(Records from a data source)
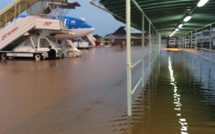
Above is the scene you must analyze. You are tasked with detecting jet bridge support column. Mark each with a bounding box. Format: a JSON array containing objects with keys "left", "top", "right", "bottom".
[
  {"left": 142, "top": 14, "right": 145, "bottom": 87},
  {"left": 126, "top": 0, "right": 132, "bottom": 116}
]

* Problem requirements
Could you output every line of the items above as a single numbered list, skipping any blank lines and leaving out the pictures?

* Task answer
1. Above is the scene you must analyze. You are tasked with detecting jet bridge support column. Mark each with a bounding box. Format: a JSON array containing objects with keys "left", "top", "right", "bottom".
2. [
3.   {"left": 142, "top": 14, "right": 145, "bottom": 87},
4.   {"left": 126, "top": 0, "right": 132, "bottom": 116}
5. ]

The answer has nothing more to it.